**Required tasks**
1. Answer these questions about the essay on Dante and Christian unity:
(a) Which three figures make up the team in the joke-style opening line?
(b) Whose translation supplies the quoted first lines of the poem?
(c) What is the poem called in the original Italian?
2. Continue the essay on Dante and Christian unity, starting after its last line.

::: Page excerpt

Dante and Christian Unity

So a Catholic poet, an Orthodox priest, and a Southern Baptist therapist walk into a bar…

It sounds like the set-up for a theology joke, but (minus the bar) this is the oddball team God sent to rescue me from the dark wood in which I was trapped a couple of years ago. The amazing experience taught me a lesson in how Christian brothers can work together, across time and traditions, to help each other walk the road to our Father's house.

The poet was Dante Alighieri, author of The Divine Comedy, the medieval masterpiece that is today more admired than read. I'm an avid reader, but vastly prefer non-fiction. I had never cracked the epic poem open, not until I was browsing in a bookstore one summer afternoon and pulled the Commedia, as it is called in the original Italian, off the shelf. The first lines, in Robert and Jean Hollander's translation, go like this:

Midway in the journey of our life

I came to myself in a dark wood,

For the straight path was lost.

::::::
::: Material shown

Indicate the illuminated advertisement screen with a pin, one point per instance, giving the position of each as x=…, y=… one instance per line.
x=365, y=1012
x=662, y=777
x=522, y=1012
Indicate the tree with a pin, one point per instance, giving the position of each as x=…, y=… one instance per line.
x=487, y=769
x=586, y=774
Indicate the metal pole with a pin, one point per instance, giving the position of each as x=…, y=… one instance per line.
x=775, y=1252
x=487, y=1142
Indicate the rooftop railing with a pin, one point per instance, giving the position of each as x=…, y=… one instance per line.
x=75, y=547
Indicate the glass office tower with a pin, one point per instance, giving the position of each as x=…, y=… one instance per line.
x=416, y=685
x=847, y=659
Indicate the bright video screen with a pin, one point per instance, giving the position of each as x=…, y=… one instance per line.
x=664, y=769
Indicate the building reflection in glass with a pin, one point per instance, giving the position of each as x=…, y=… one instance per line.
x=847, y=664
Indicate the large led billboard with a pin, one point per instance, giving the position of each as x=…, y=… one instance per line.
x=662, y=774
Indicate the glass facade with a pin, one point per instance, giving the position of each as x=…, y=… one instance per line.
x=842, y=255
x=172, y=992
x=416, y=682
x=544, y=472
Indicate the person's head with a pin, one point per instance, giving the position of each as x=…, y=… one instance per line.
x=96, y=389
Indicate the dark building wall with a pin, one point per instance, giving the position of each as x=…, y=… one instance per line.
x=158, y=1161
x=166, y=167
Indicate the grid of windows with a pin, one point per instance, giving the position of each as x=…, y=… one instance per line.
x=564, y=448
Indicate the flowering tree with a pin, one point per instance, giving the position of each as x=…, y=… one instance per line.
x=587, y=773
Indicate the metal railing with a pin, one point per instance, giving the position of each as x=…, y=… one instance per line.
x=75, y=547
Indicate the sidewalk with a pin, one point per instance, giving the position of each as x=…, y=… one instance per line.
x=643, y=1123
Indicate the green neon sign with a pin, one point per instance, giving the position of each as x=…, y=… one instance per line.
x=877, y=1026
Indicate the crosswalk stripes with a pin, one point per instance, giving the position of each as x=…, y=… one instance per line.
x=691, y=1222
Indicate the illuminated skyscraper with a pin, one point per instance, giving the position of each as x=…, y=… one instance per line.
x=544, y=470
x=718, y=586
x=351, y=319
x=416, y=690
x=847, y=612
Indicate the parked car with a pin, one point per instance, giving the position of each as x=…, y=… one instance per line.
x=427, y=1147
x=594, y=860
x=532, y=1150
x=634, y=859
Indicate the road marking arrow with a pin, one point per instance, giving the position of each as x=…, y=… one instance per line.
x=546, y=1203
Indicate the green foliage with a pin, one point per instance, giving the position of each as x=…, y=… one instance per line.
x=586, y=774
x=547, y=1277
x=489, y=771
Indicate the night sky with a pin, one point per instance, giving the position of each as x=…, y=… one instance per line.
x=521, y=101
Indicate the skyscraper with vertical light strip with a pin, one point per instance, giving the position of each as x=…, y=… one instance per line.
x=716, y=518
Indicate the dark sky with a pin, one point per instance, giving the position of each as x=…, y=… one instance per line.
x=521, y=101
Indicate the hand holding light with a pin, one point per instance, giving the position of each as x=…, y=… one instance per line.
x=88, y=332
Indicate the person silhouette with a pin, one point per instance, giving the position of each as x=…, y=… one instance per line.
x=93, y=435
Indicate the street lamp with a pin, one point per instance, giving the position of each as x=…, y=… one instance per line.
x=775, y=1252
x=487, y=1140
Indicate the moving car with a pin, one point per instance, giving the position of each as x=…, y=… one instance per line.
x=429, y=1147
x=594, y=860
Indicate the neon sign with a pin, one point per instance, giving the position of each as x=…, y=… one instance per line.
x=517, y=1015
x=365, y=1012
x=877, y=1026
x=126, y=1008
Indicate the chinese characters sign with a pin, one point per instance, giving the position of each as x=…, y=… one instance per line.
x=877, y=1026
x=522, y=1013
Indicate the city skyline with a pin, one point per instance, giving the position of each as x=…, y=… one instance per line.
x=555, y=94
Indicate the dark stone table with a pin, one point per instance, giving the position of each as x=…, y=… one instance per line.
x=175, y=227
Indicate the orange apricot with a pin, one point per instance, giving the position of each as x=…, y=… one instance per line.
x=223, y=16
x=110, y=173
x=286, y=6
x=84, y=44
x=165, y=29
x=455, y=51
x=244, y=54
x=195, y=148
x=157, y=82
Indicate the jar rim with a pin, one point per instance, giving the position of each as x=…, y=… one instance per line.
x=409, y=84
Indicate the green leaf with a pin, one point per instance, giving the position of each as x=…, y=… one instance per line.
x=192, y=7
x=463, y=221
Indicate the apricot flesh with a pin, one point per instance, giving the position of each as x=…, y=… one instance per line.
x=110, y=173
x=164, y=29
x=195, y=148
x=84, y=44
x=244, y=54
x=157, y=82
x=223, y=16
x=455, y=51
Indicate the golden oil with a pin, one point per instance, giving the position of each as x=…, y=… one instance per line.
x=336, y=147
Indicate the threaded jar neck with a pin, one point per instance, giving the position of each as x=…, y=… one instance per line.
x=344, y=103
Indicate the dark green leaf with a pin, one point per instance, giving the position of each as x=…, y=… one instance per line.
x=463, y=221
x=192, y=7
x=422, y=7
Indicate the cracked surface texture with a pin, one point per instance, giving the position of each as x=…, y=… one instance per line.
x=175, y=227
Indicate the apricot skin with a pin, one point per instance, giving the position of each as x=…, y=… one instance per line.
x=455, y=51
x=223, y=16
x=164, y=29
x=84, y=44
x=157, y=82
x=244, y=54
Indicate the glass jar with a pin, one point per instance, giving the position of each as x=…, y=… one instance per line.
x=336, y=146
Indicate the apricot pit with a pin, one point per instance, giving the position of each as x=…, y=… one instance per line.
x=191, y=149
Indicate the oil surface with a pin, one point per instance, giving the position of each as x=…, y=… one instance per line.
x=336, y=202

::::::

**Task results**
1.
(a) A Catholic poet, an Orthodox priest, and a Southern Baptist therapist.
(b) Robert and Jean Hollander's.
(c) The Commedia.

2.
I read on, and it struck me: he's talking about a mid-life crisis.

And then: he's talking about me.

I had stumbled into my own dark wood after returning to my hometown following the 2011 death of my sister. What I expected to be a happy homecoming turned instead into an occasion of unceasing anxiety when I discovered that old family fractures could not be healed. I fell into depression and chronic fatigue.

A rheumatologist told me this was caused by family stress, and the only way to escape it was to move away. Not possible, I said. "Then you had better find a way to get inner peace," he replied.

My wife told me that my difficulties were beyond my ability to solve, and that I had to humble myself and start seeing a therapist. This is where Mike Holmes, a professional therapist and a Southern Baptist pastor, came into my life.

Around this time, my Orthodox pastor, Father Matthew Harrington, gave me a demanding prayer discipline, requiring an hour of contemplative prayer daily. Learning how to be still internally in the presence of God was hard for me, but my priest knew that I needed this medicine.

What happened over the next six months was a healing, spiritually and physically. All three Christian men — Dante, Mike, and Father Matthew — worked together to bring me out of the darkness and into the light. It was a case of extraordinary ecumenical teamwork.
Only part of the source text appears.